## Task instructions:
Will you restate verbatim the lines running from the line with "target | globe icon in logo" to the end of the data, leaving out everything else?

## Listed records:
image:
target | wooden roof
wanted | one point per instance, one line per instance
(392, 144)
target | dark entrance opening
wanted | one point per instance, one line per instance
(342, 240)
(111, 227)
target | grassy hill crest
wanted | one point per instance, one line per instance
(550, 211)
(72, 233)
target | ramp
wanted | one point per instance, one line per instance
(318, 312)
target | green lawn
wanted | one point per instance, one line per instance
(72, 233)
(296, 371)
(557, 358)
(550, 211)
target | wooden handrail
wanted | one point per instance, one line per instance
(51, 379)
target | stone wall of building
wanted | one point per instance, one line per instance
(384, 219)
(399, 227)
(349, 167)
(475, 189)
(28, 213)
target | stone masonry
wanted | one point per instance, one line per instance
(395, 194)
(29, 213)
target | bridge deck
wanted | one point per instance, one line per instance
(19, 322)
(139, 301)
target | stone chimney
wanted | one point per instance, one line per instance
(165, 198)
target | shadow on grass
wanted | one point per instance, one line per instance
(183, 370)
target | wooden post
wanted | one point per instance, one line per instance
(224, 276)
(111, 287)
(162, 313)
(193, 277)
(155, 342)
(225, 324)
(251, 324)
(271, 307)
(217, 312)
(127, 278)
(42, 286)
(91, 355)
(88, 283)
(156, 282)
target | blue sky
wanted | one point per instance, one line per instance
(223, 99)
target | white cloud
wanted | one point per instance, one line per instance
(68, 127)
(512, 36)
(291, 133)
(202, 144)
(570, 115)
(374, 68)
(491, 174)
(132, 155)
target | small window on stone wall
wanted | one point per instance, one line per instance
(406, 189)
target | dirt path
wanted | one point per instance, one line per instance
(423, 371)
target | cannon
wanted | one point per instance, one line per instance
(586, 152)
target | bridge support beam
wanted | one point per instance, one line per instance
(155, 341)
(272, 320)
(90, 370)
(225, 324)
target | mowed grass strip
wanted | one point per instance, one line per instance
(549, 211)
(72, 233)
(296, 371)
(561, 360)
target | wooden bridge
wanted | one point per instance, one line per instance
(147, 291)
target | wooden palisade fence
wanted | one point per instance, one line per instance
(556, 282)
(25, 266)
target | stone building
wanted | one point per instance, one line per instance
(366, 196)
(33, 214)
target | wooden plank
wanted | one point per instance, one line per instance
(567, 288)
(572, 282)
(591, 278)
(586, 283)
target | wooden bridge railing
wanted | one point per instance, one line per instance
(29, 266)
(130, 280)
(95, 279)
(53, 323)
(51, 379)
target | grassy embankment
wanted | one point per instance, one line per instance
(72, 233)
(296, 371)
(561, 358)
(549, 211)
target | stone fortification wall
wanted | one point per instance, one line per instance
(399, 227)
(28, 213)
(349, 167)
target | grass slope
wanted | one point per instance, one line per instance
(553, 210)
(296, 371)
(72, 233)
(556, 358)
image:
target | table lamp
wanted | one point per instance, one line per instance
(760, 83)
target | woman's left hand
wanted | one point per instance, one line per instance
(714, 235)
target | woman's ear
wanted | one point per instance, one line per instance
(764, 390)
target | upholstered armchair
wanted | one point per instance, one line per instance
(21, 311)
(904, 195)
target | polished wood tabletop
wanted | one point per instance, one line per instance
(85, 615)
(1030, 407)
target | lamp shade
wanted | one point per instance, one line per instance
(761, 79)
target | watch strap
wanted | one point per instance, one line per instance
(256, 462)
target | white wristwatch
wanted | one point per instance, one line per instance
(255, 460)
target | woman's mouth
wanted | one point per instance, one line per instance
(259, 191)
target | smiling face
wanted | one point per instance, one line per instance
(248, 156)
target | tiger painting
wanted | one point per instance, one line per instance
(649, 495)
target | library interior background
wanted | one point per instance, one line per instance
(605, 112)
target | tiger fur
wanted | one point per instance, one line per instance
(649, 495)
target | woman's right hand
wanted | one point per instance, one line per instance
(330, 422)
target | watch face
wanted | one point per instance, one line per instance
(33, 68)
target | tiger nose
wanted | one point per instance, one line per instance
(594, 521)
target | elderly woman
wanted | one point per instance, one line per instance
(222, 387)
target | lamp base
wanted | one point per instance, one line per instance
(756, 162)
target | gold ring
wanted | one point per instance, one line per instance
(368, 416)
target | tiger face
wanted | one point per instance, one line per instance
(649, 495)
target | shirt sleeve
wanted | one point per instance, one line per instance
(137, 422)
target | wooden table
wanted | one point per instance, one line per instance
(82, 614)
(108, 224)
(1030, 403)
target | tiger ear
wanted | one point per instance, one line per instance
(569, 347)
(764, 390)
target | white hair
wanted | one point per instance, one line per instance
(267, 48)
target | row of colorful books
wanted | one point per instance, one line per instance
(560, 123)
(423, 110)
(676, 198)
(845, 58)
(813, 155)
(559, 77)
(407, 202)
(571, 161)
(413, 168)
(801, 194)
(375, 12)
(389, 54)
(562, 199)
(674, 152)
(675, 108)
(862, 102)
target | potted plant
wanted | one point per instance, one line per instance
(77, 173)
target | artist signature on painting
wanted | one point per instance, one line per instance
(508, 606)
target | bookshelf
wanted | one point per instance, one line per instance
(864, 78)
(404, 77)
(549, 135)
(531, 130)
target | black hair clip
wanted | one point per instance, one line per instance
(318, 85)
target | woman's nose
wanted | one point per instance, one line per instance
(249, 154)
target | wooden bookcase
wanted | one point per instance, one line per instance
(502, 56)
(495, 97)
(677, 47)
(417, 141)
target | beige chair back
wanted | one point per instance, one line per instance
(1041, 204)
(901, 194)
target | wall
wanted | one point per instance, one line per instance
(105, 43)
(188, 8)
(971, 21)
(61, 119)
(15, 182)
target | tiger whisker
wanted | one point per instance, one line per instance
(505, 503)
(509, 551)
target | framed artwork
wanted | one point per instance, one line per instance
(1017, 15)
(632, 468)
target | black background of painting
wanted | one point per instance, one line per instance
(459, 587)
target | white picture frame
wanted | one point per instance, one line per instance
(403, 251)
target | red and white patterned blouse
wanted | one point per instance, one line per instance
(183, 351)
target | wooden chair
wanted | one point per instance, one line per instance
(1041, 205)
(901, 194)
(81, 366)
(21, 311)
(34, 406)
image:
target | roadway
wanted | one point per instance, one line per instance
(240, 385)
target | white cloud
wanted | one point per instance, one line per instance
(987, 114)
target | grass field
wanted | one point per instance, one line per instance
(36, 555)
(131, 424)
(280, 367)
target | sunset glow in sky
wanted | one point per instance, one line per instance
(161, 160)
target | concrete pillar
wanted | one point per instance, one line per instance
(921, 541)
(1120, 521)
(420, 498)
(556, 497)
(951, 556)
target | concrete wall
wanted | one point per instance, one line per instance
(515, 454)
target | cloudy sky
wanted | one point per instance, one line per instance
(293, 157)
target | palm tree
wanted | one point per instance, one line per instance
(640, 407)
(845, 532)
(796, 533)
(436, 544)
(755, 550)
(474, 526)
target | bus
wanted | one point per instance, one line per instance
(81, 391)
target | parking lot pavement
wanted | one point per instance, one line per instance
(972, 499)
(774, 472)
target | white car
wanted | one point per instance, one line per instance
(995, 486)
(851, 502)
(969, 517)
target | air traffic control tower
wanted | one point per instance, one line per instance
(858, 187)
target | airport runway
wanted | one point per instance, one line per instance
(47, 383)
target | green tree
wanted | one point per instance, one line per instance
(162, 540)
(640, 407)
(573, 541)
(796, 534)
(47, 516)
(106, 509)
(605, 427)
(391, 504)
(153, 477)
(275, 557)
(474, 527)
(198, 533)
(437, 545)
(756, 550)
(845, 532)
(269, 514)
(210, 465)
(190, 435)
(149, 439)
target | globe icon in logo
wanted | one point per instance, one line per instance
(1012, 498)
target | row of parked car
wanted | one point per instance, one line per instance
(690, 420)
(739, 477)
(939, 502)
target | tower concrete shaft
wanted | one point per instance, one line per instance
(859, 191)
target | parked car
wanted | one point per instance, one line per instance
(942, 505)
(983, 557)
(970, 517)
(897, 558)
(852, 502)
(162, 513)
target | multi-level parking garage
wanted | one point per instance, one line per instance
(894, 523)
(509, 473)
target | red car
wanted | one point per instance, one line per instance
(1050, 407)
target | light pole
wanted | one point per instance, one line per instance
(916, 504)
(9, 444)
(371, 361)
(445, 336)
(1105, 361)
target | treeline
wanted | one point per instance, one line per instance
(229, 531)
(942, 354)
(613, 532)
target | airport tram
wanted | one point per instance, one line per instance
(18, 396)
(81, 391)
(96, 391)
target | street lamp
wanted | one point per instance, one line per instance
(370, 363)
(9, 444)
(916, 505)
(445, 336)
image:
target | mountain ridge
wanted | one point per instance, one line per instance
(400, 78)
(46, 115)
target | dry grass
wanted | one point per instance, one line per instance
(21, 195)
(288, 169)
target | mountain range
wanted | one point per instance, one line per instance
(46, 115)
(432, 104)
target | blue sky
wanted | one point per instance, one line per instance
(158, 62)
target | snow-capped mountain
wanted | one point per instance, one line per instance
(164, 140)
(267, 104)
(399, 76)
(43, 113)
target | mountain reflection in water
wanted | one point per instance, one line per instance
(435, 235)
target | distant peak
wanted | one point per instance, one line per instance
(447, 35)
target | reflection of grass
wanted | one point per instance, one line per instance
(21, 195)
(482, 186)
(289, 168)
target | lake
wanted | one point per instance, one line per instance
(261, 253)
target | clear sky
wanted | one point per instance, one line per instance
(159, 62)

## Written answer:
target | globe icon in logo
wanted | one point per instance, one line per instance
(1012, 498)
target | row of parked car
wanted | one point per instance, one line per instance
(690, 420)
(739, 477)
(939, 502)
target | tower concrete shaft
wanted | one point per instance, one line per instance
(859, 191)
target | parked car
wanted | one point per instance, one line per instance
(942, 505)
(983, 557)
(970, 517)
(897, 558)
(852, 502)
(162, 513)
target | multi-level parking garage
wanted | one point per instance, one line per instance
(894, 523)
(509, 473)
target | red car
wanted | one point per instance, one line per instance
(1050, 407)
target | light pole
wanted | one point per instance, one line per instance
(916, 504)
(9, 444)
(371, 361)
(445, 336)
(1105, 361)
target | treeline
wanted | one point per instance, one line per instance
(229, 531)
(942, 354)
(613, 532)
target | airport tram
wanted | one point per instance, one line per instance
(18, 396)
(81, 391)
(96, 391)
target | street lamp
wanted | one point per instance, one line per instance
(370, 363)
(9, 444)
(916, 505)
(445, 336)
image:
target | mountain ridge
wanted | one point per instance, one line per instance
(400, 78)
(46, 115)
target | dry grass
wanted | one point per instance, one line per instance
(21, 195)
(288, 169)
target | mountain range
wanted | one point per instance, one line per instance
(46, 115)
(432, 104)
target | blue sky
wanted | one point per instance, one line per instance
(158, 62)
target | snow-capped mountain
wanted | one point per instance, one line per instance
(164, 140)
(267, 104)
(399, 76)
(43, 113)
target | mountain reflection in water
wanted | one point per instance, one line per instance
(435, 235)
target | distant peak
wanted | one point per instance, one line per instance
(447, 35)
target | reflection of grass
wanted | one point per instance, one line per instance
(21, 195)
(482, 186)
(289, 168)
target | lake
wanted | one point per instance, one line per instance
(261, 253)
target | clear sky
wanted | one point per instance, one line per instance
(159, 62)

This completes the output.